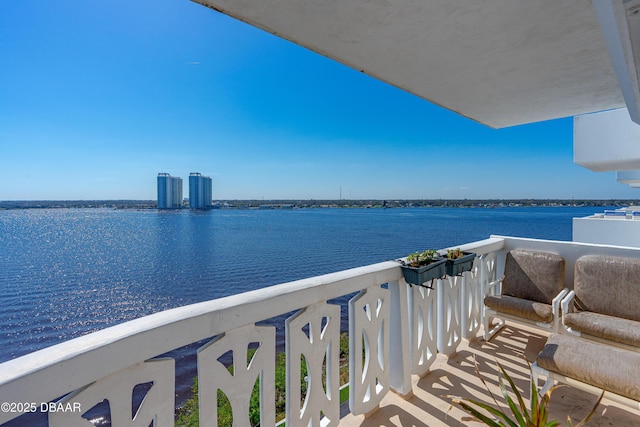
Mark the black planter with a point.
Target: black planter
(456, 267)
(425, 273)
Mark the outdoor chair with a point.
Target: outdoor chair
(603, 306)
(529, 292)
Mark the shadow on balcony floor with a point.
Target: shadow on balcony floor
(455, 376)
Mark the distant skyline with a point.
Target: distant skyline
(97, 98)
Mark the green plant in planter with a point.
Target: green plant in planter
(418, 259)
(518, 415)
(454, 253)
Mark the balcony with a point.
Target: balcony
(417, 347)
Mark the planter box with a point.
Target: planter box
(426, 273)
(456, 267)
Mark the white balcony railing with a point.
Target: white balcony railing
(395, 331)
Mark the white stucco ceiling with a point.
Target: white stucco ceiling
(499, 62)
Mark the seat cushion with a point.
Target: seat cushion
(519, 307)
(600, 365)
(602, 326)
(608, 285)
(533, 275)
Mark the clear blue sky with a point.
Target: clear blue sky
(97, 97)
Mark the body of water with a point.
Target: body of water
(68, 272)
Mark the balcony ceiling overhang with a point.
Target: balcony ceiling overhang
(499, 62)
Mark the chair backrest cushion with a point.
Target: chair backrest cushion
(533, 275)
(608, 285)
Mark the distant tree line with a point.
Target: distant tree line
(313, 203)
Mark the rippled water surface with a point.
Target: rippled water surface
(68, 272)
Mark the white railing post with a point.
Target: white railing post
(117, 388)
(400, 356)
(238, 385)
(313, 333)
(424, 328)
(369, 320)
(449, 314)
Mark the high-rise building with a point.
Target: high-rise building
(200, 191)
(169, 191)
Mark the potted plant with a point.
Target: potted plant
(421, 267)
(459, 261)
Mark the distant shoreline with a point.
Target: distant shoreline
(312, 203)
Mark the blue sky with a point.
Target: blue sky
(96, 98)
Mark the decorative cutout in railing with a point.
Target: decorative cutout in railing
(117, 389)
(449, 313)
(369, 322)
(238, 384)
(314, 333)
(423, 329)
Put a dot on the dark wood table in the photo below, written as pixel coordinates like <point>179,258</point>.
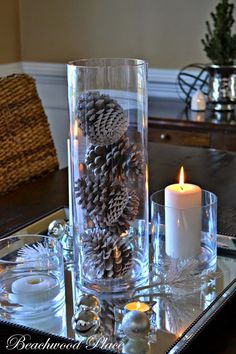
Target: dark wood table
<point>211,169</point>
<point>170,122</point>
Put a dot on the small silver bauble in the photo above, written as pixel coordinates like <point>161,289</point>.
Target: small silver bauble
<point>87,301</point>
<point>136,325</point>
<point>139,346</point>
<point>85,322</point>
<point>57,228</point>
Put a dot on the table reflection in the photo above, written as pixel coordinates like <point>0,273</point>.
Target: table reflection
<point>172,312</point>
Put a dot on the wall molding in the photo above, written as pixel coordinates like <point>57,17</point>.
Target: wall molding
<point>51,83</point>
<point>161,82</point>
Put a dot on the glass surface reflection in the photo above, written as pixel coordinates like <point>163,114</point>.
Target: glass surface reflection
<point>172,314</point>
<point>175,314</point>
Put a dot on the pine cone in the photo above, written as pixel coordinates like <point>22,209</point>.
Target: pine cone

________

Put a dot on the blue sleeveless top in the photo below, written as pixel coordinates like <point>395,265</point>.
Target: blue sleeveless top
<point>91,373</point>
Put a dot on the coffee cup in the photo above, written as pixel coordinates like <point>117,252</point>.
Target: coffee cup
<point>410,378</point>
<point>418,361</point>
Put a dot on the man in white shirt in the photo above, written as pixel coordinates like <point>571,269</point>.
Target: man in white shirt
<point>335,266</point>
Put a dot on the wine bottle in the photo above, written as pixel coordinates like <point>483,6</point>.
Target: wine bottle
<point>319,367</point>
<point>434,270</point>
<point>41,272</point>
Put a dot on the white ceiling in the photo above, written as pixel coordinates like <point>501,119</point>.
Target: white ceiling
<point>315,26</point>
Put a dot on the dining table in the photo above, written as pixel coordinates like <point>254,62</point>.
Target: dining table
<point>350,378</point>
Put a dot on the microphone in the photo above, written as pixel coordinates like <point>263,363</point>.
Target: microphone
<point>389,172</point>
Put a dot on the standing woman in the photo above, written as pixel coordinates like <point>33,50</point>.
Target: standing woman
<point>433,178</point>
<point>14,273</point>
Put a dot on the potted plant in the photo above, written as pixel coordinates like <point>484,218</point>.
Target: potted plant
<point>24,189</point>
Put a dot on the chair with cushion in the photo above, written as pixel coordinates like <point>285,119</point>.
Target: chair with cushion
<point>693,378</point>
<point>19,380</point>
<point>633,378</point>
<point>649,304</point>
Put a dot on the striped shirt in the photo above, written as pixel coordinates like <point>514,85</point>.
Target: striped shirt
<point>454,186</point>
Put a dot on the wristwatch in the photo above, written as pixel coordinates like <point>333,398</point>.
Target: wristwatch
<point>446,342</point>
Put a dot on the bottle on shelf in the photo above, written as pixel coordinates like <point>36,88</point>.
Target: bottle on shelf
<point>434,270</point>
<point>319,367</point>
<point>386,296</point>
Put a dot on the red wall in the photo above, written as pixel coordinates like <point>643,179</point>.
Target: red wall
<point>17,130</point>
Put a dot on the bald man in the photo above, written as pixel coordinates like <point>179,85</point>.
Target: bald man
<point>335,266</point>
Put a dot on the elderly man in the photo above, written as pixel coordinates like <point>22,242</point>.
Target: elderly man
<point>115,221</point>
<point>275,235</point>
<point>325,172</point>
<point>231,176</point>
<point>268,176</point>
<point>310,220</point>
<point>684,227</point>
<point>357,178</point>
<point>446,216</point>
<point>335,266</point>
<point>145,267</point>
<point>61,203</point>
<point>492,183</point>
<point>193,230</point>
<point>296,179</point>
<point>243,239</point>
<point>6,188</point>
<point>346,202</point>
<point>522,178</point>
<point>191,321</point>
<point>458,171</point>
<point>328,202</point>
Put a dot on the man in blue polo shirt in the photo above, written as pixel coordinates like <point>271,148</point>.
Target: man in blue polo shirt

________

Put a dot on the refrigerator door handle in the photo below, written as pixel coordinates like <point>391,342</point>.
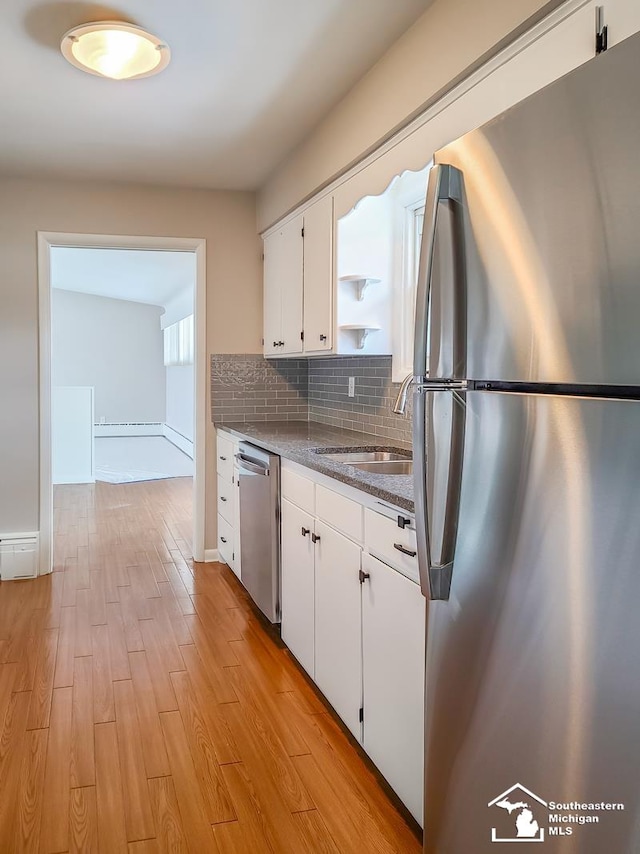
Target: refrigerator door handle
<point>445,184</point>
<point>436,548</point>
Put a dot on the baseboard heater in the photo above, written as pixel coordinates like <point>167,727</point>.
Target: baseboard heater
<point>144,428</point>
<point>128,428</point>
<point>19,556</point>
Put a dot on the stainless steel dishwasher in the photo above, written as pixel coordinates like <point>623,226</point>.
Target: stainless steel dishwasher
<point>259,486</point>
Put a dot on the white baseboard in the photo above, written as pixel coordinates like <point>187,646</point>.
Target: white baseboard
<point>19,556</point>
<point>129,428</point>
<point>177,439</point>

________

What is required
Above are the records; from them, give again exactly the lines from the one containing "Put a dot on the man in blue" through the one containing "Target: man in blue polo shirt", both included.

Task output
Put a dot on the man in blue polo shirt in the photo above, written as pixel coordinates like <point>271,148</point>.
Target: man in blue polo shirt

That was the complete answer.